----- INPUT ROWS

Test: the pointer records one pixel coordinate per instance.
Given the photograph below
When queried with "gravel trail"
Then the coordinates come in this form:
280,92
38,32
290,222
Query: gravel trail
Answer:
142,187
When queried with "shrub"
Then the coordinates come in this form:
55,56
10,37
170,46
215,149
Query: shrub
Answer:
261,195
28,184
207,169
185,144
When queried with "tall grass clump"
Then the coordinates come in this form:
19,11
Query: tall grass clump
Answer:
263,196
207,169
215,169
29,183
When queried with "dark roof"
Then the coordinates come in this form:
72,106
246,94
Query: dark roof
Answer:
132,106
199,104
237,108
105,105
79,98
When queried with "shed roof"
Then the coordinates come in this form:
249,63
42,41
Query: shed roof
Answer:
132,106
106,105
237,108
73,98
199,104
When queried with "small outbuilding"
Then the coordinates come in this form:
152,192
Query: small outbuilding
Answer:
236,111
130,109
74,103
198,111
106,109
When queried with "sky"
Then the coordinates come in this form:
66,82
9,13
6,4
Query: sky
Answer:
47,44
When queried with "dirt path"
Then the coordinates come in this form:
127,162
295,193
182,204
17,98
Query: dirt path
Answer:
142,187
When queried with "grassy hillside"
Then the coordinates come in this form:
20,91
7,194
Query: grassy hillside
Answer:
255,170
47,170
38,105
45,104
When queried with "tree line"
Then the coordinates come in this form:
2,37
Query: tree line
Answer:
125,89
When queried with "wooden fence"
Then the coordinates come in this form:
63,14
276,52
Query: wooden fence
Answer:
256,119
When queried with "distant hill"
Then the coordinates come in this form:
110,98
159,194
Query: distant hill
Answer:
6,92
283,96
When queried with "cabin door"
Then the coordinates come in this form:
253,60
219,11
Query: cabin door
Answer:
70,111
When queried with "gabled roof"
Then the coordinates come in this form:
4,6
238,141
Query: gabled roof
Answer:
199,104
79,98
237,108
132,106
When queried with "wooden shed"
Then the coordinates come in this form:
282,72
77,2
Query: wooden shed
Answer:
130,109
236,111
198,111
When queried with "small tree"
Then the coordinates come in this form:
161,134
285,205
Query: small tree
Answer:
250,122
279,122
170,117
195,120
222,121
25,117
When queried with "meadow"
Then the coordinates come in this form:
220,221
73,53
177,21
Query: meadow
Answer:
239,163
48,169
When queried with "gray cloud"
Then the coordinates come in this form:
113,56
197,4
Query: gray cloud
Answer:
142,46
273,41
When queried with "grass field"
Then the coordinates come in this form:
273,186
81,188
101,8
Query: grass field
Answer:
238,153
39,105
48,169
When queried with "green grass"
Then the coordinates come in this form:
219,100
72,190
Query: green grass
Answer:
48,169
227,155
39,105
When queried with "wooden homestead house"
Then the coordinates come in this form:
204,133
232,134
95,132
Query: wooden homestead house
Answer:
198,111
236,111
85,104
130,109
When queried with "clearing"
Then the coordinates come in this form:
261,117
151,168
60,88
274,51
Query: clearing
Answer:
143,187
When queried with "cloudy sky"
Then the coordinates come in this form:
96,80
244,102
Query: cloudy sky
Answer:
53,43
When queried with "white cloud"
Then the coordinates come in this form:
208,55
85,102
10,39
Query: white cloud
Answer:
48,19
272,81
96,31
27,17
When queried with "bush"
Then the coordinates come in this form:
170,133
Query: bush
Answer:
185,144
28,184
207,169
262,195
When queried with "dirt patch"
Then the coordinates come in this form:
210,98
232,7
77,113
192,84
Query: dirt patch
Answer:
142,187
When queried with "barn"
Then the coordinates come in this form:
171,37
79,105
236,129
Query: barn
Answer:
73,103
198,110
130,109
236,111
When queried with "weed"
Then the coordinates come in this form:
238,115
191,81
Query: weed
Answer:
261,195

----------

▶ [JOB]:
All records above must be set down exactly, please.

▶ [ANSWER TO THIS EXERCISE]:
Test: the pointer records one pixel coordinate per instance.
Given the photograph below
When queried with "gravel trail"
Then the coordinates come in this form:
280,92
38,32
290,222
Query: gravel trail
Answer:
142,187
When queried with "shrub"
Then the coordinates come in this form:
55,56
10,37
170,46
215,149
Query: shrub
Answer:
261,195
28,184
207,169
185,144
When queried with "tall grass clump"
Then the coordinates come in this form:
19,11
Query: tall grass clump
Answer:
263,196
207,169
215,169
29,183
When queried with "dark roof"
Then the coordinates come in this form:
72,106
246,94
Query: dark roof
Answer:
132,106
199,104
237,108
105,105
79,98
When queried with "shed roof"
Then the coordinates come in this form:
249,63
42,41
Query: shed roof
Answer:
132,106
106,105
237,108
73,98
199,104
When queried with "small outbuilding"
Then the coordinates come in this form:
152,192
Query: small outbuilding
Answer:
236,111
130,109
74,103
198,111
106,109
When queried with "sky"
Then the coordinates come in this form:
66,82
9,13
6,4
Query: sky
Answer:
47,44
When queried with "dirt path"
Then the coordinates come in this form:
127,162
295,193
182,204
17,98
Query: dirt path
Answer:
142,187
When queried with "grassy hillside"
Then the coordinates come in this form:
20,91
7,194
Query: grassy hillside
Answer:
255,170
47,170
38,105
45,104
When queried with "tree line"
Then the coordinates come in this form:
2,37
Query: tree line
Answer:
125,89
When queried with "wooden fence"
Then the coordinates come in this form:
63,14
276,52
Query: wooden fence
Answer:
256,119
When queried with "distant hill"
Then the coordinates come in this form:
110,98
159,194
Query: distant hill
Answer:
6,92
283,96
When queried with "cabin door"
Then the coordinates come in this form:
253,60
219,11
Query: cabin door
Answer:
70,111
When queried with "gabled roof"
Then the coordinates come in this form:
4,6
238,141
Query: gabled roof
Answer:
199,104
79,98
237,108
132,106
When queried with "wooden shed"
Then the coordinates come in this form:
282,72
77,2
Query: wooden shed
Answer:
130,109
236,111
198,111
When queried with "small tree"
Then the coordinates come in this form:
161,134
285,205
Query: small tree
Answer:
250,122
279,122
170,117
195,120
222,121
25,117
When queried with "meadow"
Then the coordinates come in this form:
220,221
73,53
177,21
Query: meadow
Answer:
239,163
48,169
When queried with "gray cloud"
Then the coordinates come in this form:
113,56
197,4
Query: gray cloud
Answer:
142,46
273,41
When queried with "grass field"
Then the coordinates come in this form:
273,186
81,188
101,8
Query: grass field
Answer:
238,153
39,105
48,169
When queried with "green grass"
Then the coordinates come in this form:
219,100
72,190
Query: green grass
Answer:
48,169
227,155
39,105
When queried with "wooden homestead house"
Then the coordinates come in this form:
204,133
232,134
95,132
Query: wooden homestead house
Answer:
198,111
236,111
85,104
130,109
When queried with "clearing"
Then the coordinates come in this form:
261,117
151,168
60,88
274,51
Query: clearing
Answer:
143,187
When queried with "cloudy sky"
Then the coordinates come in this form:
96,80
244,102
Query: cloudy sky
Answer:
53,43
When queried with "white cloud"
Then the coordinates come in this form:
208,55
85,102
10,39
Query: white cloud
Answer:
48,19
272,81
96,31
27,17
When queried with "bush"
Then the coordinates come in this form:
170,133
Query: bush
Answer:
185,144
28,184
207,169
262,195
When queried with "dirt patch"
Then the coordinates come in this form:
210,98
232,7
77,113
192,84
Query: dirt patch
Answer:
142,187
When queried with "barn"
Then the coordinates come in this form:
171,37
79,105
236,129
Query: barn
Answer:
73,103
198,110
130,109
236,111
When queried with "weed"
Then the coordinates come in this form:
238,115
191,81
Query: weed
Answer:
261,195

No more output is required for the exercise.